Page:

· · · ·

When I started looking for a winter break project, I was told that wifi router firmware was extremely easy to find your first “real” bug in- which turned out to be excellent advice. Not knowing anything about picking a target, I looked at the model number on the back of my router, and found a firmware dump. Checking it out with binwalk, there was a bunch of licensing and certificate data, along with a squashfs filesystem.
The SDB daemon
From what I found, the SDB daemon, contained in the /bin/sdb, /bin/sdb_helper, and /lib/libsdb.so binaries, is the central piece of software on the system. Although it’s not really relevant to the rest of this writeup, I’m going over it in case other people end up working with it (and because I wasted a lot of time reversing it). It handles logging, manages a database, handles commands sent from the web portal, and does what looks like a good portion of the initialization stuff after boot. It creates a linux socket at /var/tmp/sdb.server and listens for requests using its own custom protocol. Either emulating or writing a stub for it is basically mandatory if you plan to emulate something from the firmware dump, since even if a binary doesn’t rely on its database or commands, it will likely still use it for logging and refuse to run if it can’t connect to the socket.
The webpages
The webpages are served via cgi-bin using lighttpd, with a custom binary called /bin/webasp generating the HTML from some weird templated Lua. Confusingly, there’s actually code for three separate web interfaces in the /www directory, although /www/att is the only one served by default.
Inside of /www/wificert, one of the 2 web portals not enabled by default, however, there’s something very interesting.
if ENV.REQUEST_METHOD == "POST" then if FORM.Cancel ~= nil then if FORM.uploadfile ~= nil and FORM.uploadfile ~= "" then os.execute("rm -f "..FORM.uploadfile)Even though I couldn’t use it for my initial access, this is your run-of-the-mill command injection, and it seemed like it could be an easy way to set up persistence, although sadly it never ended up coming into play. (I think I can still count this as “found a command injection bug” though?)
UART and the BIOS
The BGW210 has some pins on the board which allow for direct access over a serial cable. So, after ordering a guinea pig BGW210 and a UART to USB adapter, I was able to solder the right pins and only burnt myself once. this writeup explains the disassembly pretty thoroughly, although the exploit it describes is no longer functioning, and you can’t downgrade anymore either.
^ my abysmal soldering job :/
My final setup was a cheap UART to USB adapter from temu connected to PuTTY (baud rate is 115200, and flow control needs to be set to None), and the USB drive mentioned in the writeup is unnecessary. After plugging in the power to the router, plugging in the UART adapter to my PC, and opening a serial connection, I was able to see the console output of the router booting.

· · · ·

Given information:
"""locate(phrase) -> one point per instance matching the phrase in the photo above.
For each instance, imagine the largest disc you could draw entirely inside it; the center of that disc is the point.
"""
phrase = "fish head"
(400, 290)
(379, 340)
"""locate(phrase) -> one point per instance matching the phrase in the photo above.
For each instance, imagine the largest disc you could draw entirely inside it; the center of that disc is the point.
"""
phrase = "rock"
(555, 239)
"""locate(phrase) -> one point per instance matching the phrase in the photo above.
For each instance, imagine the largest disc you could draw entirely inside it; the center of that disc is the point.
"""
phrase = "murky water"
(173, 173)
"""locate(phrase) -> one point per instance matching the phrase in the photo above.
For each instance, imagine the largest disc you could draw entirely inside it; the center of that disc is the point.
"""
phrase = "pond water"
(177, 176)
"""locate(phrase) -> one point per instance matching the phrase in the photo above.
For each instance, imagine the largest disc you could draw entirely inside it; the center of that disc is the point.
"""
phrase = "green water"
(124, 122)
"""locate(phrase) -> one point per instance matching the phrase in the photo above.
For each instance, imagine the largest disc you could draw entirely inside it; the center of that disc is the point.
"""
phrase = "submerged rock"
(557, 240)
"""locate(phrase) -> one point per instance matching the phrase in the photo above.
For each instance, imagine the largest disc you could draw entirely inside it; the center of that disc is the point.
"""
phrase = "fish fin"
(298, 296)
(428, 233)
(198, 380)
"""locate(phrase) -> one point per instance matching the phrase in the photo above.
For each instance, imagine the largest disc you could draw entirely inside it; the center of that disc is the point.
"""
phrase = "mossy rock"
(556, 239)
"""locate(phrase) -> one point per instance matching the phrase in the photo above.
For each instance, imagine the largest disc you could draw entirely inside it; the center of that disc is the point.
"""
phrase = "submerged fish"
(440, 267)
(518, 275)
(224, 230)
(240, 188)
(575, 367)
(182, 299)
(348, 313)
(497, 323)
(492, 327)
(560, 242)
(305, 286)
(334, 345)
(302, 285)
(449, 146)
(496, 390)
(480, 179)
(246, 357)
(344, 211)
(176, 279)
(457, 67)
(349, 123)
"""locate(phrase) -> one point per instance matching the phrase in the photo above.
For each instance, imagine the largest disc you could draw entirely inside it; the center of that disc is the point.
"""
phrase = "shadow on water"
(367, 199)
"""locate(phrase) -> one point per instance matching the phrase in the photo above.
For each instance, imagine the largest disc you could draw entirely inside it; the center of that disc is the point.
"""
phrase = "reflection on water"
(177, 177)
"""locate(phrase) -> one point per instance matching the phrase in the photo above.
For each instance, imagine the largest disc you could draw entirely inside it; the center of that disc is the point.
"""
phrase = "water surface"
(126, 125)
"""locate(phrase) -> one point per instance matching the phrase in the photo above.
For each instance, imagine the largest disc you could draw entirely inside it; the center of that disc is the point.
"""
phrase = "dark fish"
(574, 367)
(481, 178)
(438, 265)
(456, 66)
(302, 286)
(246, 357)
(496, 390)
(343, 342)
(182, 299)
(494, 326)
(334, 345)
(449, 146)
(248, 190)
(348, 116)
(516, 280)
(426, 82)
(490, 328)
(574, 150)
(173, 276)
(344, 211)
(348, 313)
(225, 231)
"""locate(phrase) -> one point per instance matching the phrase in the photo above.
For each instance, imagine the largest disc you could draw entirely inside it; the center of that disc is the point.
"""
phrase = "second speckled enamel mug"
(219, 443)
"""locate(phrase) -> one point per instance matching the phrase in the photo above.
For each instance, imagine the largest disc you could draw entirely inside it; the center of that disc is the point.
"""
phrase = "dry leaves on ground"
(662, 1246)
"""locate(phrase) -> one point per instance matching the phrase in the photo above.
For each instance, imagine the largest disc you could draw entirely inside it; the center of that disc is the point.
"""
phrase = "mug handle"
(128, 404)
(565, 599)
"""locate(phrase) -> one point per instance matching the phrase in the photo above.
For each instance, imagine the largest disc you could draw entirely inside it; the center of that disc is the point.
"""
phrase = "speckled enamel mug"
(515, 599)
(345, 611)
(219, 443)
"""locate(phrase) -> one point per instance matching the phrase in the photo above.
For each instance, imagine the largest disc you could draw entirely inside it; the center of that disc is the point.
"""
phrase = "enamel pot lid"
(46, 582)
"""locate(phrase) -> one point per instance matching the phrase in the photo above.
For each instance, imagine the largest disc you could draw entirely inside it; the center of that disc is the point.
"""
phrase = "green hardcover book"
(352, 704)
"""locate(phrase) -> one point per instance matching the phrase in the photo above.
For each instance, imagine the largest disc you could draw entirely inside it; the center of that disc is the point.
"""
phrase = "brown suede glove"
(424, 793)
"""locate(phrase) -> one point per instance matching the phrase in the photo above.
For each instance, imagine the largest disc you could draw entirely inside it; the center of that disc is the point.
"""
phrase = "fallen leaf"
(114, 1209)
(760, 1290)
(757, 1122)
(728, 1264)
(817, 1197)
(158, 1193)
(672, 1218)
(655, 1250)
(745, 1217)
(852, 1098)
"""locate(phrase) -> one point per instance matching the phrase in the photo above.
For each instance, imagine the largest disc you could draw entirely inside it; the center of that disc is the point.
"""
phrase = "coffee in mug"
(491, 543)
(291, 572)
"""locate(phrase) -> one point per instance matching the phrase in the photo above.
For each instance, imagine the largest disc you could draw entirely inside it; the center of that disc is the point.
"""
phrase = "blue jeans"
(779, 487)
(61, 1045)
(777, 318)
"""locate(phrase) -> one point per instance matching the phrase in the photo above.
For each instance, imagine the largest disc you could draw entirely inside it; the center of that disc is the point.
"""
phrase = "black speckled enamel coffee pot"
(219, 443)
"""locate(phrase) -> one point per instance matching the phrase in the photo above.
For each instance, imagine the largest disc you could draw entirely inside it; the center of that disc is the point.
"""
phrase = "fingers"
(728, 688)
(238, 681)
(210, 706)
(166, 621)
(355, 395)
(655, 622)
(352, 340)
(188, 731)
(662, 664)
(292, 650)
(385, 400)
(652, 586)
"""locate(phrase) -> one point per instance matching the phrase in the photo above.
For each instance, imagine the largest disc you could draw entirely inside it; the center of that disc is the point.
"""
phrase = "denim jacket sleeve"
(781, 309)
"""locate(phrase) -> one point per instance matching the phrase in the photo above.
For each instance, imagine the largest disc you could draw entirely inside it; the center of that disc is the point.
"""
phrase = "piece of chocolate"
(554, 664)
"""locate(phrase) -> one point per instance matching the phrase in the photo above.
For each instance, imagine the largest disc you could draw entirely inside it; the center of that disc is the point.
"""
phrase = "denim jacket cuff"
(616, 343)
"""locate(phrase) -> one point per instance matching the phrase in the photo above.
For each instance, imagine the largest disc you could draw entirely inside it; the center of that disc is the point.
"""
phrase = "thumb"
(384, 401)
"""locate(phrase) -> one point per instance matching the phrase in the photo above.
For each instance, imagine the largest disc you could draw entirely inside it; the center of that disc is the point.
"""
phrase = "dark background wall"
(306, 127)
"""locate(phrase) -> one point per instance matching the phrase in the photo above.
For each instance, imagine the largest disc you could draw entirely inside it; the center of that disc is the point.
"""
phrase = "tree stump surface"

· · · ·

Tasks to carry out:
(1) Can you copy the router firmware writeup word for word from "When I started" to "a squashfs filesystem."?
(2) In the router firmware writeup, what baud rate is given for the serial connection?
The lines have no connection to the router firmware writeup.

Answer set:
(1)
When I started looking for a winter break project, I was told that wifi router firmware was extremely easy to find your first “real” bug in- which turned out to be excellent advice. Not knowing anything about picking a target, I looked at the model number on the back of my router, and found a firmware dump. Checking it out with binwalk, there was a bunch of licensing and certificate data, along with a squashfs filesystem.

(2) 115200